**Exercise description**
In full and without edits, write out the data that follows.

[Excerpts from a dataset]
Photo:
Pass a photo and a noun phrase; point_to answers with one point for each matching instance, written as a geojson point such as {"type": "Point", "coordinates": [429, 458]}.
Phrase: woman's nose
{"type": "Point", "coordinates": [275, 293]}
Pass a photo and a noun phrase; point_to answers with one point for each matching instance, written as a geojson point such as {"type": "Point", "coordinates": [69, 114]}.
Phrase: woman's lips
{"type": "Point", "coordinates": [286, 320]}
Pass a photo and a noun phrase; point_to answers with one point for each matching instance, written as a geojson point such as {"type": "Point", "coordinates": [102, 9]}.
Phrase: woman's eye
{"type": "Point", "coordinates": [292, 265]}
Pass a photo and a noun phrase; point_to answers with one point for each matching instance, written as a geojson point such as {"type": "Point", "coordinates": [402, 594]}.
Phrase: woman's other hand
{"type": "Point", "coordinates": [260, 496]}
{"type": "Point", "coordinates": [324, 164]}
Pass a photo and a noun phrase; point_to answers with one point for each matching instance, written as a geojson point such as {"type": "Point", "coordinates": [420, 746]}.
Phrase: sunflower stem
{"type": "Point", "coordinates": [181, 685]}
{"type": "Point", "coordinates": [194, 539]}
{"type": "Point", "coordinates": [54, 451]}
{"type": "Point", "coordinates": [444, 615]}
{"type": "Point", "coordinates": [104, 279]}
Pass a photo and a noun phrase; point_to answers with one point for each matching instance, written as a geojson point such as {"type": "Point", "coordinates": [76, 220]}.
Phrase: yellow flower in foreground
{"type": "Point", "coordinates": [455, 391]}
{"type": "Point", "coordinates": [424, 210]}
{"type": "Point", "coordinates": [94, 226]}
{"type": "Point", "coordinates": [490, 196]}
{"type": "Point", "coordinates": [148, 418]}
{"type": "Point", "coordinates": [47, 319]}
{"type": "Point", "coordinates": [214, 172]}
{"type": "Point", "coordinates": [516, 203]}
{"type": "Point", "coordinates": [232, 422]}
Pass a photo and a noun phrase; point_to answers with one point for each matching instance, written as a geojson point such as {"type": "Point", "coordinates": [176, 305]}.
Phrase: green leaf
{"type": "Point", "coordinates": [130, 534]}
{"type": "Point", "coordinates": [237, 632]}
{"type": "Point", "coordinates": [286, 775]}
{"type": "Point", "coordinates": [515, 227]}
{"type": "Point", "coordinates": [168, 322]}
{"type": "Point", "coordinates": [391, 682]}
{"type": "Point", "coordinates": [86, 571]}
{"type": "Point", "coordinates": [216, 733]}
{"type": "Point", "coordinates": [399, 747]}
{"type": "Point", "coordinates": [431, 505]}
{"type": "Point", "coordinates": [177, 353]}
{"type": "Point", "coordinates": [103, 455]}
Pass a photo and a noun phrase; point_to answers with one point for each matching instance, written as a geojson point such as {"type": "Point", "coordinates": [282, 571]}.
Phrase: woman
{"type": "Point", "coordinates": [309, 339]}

**Solution to this task**
Photo:
Pass a photo and a noun phrase; point_to answers with one point for each matching instance, written as a geojson point such as {"type": "Point", "coordinates": [429, 458]}.
Phrase: woman's nose
{"type": "Point", "coordinates": [275, 293]}
Pass a photo and a noun phrase; point_to answers with one point for each matching instance, written as a geojson point such as {"type": "Point", "coordinates": [69, 114]}.
Phrase: woman's lips
{"type": "Point", "coordinates": [286, 320]}
Pass a photo and a noun phrase; point_to answers with one point for each matching instance, written as a geojson point such as {"type": "Point", "coordinates": [102, 9]}.
Phrase: woman's eye
{"type": "Point", "coordinates": [292, 265]}
Pass a photo and a noun phrase; point_to answers with one point for each matching instance, written as a geojson point such as {"type": "Point", "coordinates": [402, 594]}.
Phrase: woman's other hand
{"type": "Point", "coordinates": [260, 496]}
{"type": "Point", "coordinates": [324, 164]}
Pass a photo and a noun phrase; point_to answers with one point for each matching instance, written as a geojson point such as {"type": "Point", "coordinates": [420, 746]}.
Phrase: sunflower stem
{"type": "Point", "coordinates": [181, 685]}
{"type": "Point", "coordinates": [194, 539]}
{"type": "Point", "coordinates": [54, 451]}
{"type": "Point", "coordinates": [444, 615]}
{"type": "Point", "coordinates": [104, 279]}
Pass a photo and a noun phrase; point_to answers with one point for each matching instance, written as a geojson point such as {"type": "Point", "coordinates": [76, 220]}.
Phrase: yellow flower in foreground
{"type": "Point", "coordinates": [455, 391]}
{"type": "Point", "coordinates": [424, 210]}
{"type": "Point", "coordinates": [94, 226]}
{"type": "Point", "coordinates": [490, 196]}
{"type": "Point", "coordinates": [148, 418]}
{"type": "Point", "coordinates": [47, 319]}
{"type": "Point", "coordinates": [214, 172]}
{"type": "Point", "coordinates": [516, 203]}
{"type": "Point", "coordinates": [232, 422]}
Pass a photo and a noun phrase; point_to answers with one point for each matching instance, written as a geojson point such as {"type": "Point", "coordinates": [176, 305]}.
Phrase: green leaf
{"type": "Point", "coordinates": [130, 534]}
{"type": "Point", "coordinates": [237, 632]}
{"type": "Point", "coordinates": [286, 775]}
{"type": "Point", "coordinates": [515, 227]}
{"type": "Point", "coordinates": [168, 322]}
{"type": "Point", "coordinates": [391, 682]}
{"type": "Point", "coordinates": [86, 571]}
{"type": "Point", "coordinates": [216, 733]}
{"type": "Point", "coordinates": [399, 747]}
{"type": "Point", "coordinates": [431, 505]}
{"type": "Point", "coordinates": [177, 353]}
{"type": "Point", "coordinates": [103, 455]}
Pass a photo and a noun phrase; point_to answers with one point for each matching instance, written as a geojson point such as {"type": "Point", "coordinates": [282, 571]}.
Phrase: woman
{"type": "Point", "coordinates": [309, 339]}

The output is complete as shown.